Stated goal a: Multiply every point coordinate in the answers by 2.3, rounding to whole numbers with halves going up. Rewrite the rows with their requests included, starting with the line with "target | white rectangular plate" and going on through the end of the rows, and leave the pictures out.

+++ Source text +++

I also did a series of stories with each of the gang finding out they have magic powers(Daphne and Velma being witches, Fred and Shaggy being warlocks). I also did a story that was a remake of Scooby Doo and the Witch's Ghost but with Shaggy as a Warlock and him taking on Ben Ravencroft.

But basically I'm not afraid to use real ghosts and monsters in my stories, or for that matter ideas that there's no way would be used in real Scooby episodes or movies.

Also, even though you didn't mention Scooby Doo and the Goblin King, but I did have something to say about that; I thought the whole movie sucked personally, especially the fact that Velma, Fred and Daphne were real monsters, and they didn't do anything. I mean come on, I know it's Scooby Doo, but at least have Fred and the girls maybe look and see that they're monsters and then try to help Shaggy and Scooby.

I also thought the erasing Fred and the girls minds at the end of the movie sucked too. They remembered(at least I would imagine) everything from Zombie Island and such, so why not that movie? Sorry for the rant, it's just something that bugged me after I watched the movie a couple times.


----------



## ElectricBlue1989 (Feb 2, 2012)

Nickle98499 said:


> I also thought the erasing Fred and the girls minds at the end of the movie sucked too. They remembered(at least I would imagine) everything from Zombie Island and such, so why not that movie? Sorry for the rant, it's just something that bugged me after I watched the movie a couple times.



I don't recall ever seeing Goblin King, and left it out. 

I LOVED the art of On Zombie Island, but the whole zombie thing was far from my favorite thing in horror-dom, and it further gave cats and cat-lovers a bad name (did I mention I loved the art?). The vibe was just too different IMO. Didn't enjoy it.

+++

Stated goal b: Output the part of the Scooby-Doo forum thread starting with "But basically I'm" and going on through "Shaggy and Scooby.", word for word.

+++ Provided material +++

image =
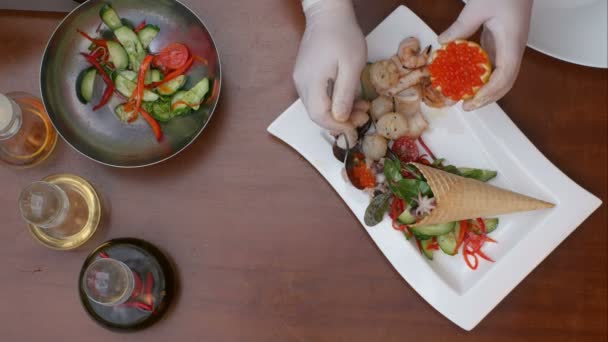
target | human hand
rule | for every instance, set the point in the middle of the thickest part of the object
(332, 54)
(505, 34)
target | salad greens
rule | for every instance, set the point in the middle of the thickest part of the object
(153, 85)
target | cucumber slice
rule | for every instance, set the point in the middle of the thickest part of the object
(367, 88)
(160, 110)
(192, 97)
(406, 216)
(181, 108)
(153, 75)
(172, 86)
(122, 114)
(491, 225)
(447, 243)
(428, 253)
(147, 35)
(126, 87)
(132, 45)
(84, 85)
(434, 229)
(110, 17)
(118, 55)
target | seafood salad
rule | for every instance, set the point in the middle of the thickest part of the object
(387, 158)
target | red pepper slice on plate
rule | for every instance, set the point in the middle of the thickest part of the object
(140, 27)
(141, 78)
(467, 256)
(172, 57)
(426, 148)
(153, 124)
(173, 74)
(483, 226)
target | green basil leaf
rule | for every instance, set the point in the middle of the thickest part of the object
(413, 170)
(376, 209)
(408, 189)
(478, 174)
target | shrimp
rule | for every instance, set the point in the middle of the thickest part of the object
(396, 125)
(400, 68)
(380, 106)
(384, 75)
(409, 80)
(433, 97)
(408, 101)
(410, 55)
(417, 125)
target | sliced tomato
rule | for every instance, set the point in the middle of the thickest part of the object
(172, 57)
(406, 149)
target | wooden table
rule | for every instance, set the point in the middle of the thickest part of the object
(266, 250)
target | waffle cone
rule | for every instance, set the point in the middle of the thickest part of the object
(460, 198)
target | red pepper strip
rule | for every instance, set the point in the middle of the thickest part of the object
(214, 92)
(398, 226)
(107, 95)
(141, 79)
(148, 288)
(481, 254)
(173, 74)
(153, 124)
(489, 239)
(461, 234)
(110, 85)
(433, 246)
(483, 226)
(140, 26)
(138, 305)
(468, 255)
(419, 245)
(202, 60)
(426, 148)
(99, 42)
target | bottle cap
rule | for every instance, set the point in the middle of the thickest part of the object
(6, 112)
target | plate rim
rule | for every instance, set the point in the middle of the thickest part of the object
(426, 282)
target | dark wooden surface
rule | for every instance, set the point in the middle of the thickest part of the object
(266, 250)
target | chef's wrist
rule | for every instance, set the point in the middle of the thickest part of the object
(313, 8)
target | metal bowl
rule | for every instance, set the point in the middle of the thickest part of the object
(100, 135)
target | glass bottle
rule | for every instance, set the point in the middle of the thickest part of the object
(27, 136)
(108, 282)
(62, 211)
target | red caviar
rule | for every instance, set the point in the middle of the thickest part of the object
(459, 69)
(361, 174)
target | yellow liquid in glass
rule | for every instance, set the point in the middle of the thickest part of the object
(36, 138)
(82, 218)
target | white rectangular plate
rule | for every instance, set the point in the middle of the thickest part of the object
(486, 138)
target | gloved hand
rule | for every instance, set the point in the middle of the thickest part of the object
(505, 33)
(333, 48)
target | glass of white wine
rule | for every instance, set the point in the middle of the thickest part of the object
(62, 211)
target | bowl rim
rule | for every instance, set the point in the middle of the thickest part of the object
(194, 138)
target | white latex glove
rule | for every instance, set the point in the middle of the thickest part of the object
(505, 33)
(332, 48)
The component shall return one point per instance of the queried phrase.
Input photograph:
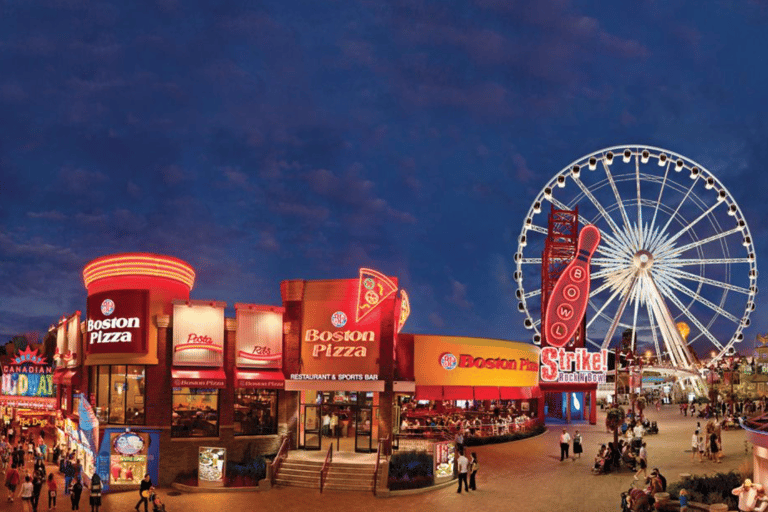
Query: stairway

+++

Written response a:
target | white rectangular plate
rule | for every instance, set the point in the middle of the thickest part of the object
(1118, 317)
target | gloved hand
rule | for every instance, set the point in the middle of the thickest part of the object
(1162, 76)
(766, 110)
target | glass of white wine
rule | for every instance, set the point in the middle of the thickest part of the object
(143, 485)
target | bowl rim
rule | for every instance, set the point in the middle of the thickest part of the object
(446, 317)
target | white latex glove
rule | for every instance, set the point in the middle of the thickest part of the object
(1162, 76)
(764, 110)
The component shall return one point per instance of the queried phrase.
Input photograph:
Query: stairway

Written response b:
But basically I'm not afraid to use real ghosts and monsters in my stories, or for that matter ideas that there's no way would be used in real Scooby episodes or movies.

Also, even though you didn't mention Scooby Doo and the Goblin King, but I did have something to say about that; I thought the whole movie sucked personally, especially the fact that Velma, Fred and Daphne were real monsters, and they didn't do anything. I mean come on, I know it's Scooby Doo, but at least have Fred and the girls maybe look and see that they're monsters and then try to help Shaggy and Scooby.